AIM
Count the lines in the material below that contain the word "landing", and give only that number.

DATA SECTION
=-=-=-=-=

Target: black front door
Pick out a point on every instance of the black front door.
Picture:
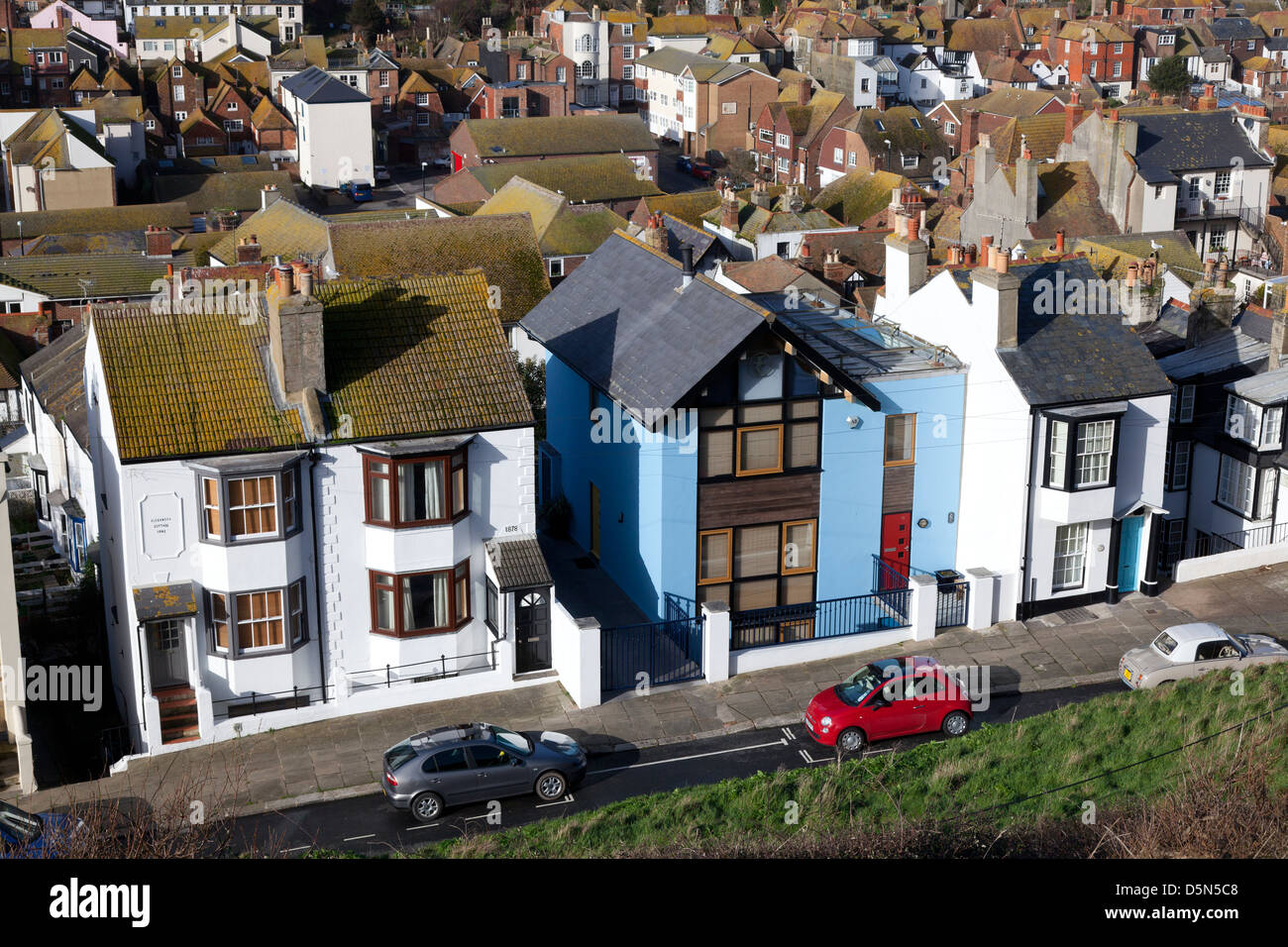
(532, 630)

=-=-=-=-=

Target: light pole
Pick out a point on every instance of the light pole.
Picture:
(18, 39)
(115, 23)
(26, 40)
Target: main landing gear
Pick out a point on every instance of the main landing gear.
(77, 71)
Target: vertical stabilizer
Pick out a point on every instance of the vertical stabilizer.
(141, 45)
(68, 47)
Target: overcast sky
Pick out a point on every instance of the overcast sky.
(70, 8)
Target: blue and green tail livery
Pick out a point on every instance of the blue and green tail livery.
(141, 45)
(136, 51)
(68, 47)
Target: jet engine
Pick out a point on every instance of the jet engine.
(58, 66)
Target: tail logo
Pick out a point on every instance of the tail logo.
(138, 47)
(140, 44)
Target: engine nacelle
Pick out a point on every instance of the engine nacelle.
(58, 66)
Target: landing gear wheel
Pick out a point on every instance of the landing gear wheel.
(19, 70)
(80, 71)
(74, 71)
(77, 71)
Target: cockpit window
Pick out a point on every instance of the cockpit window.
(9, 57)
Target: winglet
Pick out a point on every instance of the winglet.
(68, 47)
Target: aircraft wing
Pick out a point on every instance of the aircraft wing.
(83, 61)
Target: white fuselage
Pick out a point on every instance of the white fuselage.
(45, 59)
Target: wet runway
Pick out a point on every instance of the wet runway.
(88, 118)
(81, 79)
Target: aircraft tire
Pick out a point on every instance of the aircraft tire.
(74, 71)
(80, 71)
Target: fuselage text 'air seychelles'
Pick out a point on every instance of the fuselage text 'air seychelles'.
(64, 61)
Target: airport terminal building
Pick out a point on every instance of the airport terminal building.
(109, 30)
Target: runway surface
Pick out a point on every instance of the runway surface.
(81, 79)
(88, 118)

=-=-=-=-=

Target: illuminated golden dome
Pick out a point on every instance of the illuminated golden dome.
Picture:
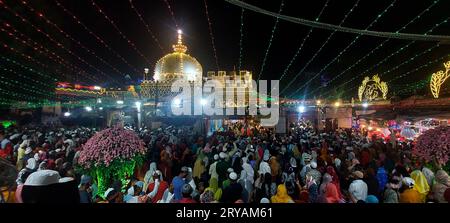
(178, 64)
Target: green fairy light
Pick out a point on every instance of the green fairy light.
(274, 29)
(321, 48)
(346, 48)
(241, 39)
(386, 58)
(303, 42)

=-=-=-=-=

RESPONSE TO THIS TASK
4